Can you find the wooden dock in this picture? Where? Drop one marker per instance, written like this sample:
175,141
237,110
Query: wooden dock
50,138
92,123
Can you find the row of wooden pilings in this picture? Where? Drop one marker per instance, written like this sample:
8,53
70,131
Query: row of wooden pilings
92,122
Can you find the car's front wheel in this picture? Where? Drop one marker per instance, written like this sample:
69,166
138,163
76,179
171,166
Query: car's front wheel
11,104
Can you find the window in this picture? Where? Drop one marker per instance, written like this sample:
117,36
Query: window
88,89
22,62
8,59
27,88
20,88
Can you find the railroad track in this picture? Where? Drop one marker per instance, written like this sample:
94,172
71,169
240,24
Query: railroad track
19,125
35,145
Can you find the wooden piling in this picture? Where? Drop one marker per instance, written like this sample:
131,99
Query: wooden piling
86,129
────────────────
About this task =
Write out the whole listing exactly as it stands.

Task response =
Can you find the wooden dock in this picture? Where? Drop one marker per instance, written like this sample:
175,141
237,110
Query: wooden dock
50,138
92,123
Can you find the row of wooden pilings in this picture? Where? Drop one marker per instance, written like this sample:
8,53
70,131
Query: row of wooden pilings
92,122
Can you find the car's front wheel in this picture? Where? Drop one marker per instance, written like this sample:
69,166
138,163
76,179
171,166
Query: car's front wheel
11,104
Can you find the window in this picture? Where? Drop one marker per instance, written like this sample:
117,36
Query: window
88,89
22,62
8,59
27,88
20,88
Can you find the railroad track in this picture? Where? Drop one marker per instance, written like this sample:
94,172
71,169
240,24
Query: railroad track
19,125
35,145
Can you find the wooden piling in this picture? Where? Drop one marker per instance, written like this sample:
131,99
Query: wooden piling
86,129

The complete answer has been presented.